▸ **Task brief**
Return, word for word, the portion of the passage on Silkworth from "All this he" up to and including "vision to us all.".

Silkworth remained in contact with Wilson for the rest of his life. He was a strong promoter of AA and its spiritual approach to recovery, writing several articles for medical journals and helping the medical community begin to see alcoholism and drug addiction as an illness that deserved and responded favorably to treatment. Silkworth was asked by Wilson to write the “Doctor’s Opinion” that appeared in the Big Book and Wilson frequently consulted with him on many of the issues that he faced in the fellowship as it struggled and grew. When Wilson came upon a perplexing problem that Silkworth did not have the answer for, he’d usually ask Wilson to pray and go consult with the One he liked to call “the Great Physician.”
Known forever in AA history as “the little doctor who loved drunks,” Silkworth died on March 22nd 1951 at the age of 78. He died while still doing what he loved to best – helping alcoholics and addicts. A memorial article appeared in the AA Grapevine written by one of the thousands he helped to find sobriety. In it his former patient wrote: (Silkworth loved drunks – but there was nothing in the least degree fatuous or sentimental about that love. It would be an astonishing love, an almost surgical love. There was the warmest of light in those blue eyes, but still they could burn right through to the bitter core of any lie, any sham. He could see clean through egotism, bombast, self-pity and similar miserable rags that we drunks use so cleverly to hide our central fear and shame.
All this he did without hurting anyone. While insisting rigorously that recovery was possible only on a moral basis – “You cannot go two ways on a one-way street” – he never preached, never denounced, never really criticized. He brought you, somehow, to make your own judgments of yourself, the only kind of judgments that count with an alcoholic. How did he do it? “It’s a gift.” Just coming into his presence was like walking into light. He not only had vision, he gave vision.”
It’s fifty years later and he’s still giving vision to us all.

▸ **Stored data entries**
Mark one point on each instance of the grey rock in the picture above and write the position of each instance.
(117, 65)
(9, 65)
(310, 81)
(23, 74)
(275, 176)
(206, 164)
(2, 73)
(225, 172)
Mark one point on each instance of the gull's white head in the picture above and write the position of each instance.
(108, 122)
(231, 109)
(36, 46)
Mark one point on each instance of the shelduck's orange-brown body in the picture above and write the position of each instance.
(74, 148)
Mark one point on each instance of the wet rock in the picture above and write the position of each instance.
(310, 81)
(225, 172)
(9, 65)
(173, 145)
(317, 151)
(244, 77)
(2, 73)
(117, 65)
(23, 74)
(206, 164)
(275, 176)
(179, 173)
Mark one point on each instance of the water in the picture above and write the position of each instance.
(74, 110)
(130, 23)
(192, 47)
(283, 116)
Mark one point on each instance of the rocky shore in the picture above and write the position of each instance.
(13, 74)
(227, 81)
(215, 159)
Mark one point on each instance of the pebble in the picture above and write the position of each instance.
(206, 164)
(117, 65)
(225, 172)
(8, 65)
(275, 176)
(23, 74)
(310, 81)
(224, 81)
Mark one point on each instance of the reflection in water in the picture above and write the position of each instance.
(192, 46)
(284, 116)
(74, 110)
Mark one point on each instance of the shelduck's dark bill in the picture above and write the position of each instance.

▸ **Answer to this problem**
All this he did without hurting anyone. While insisting rigorously that recovery was possible only on a moral basis – “You cannot go two ways on a one-way street” – he never preached, never denounced, never really criticized. He brought you, somehow, to make your own judgments of yourself, the only kind of judgments that count with an alcoholic. How did he do it? “It’s a gift.” Just coming into his presence was like walking into light. He not only had vision, he gave vision.”
It’s fifty years later and he’s still giving vision to us all.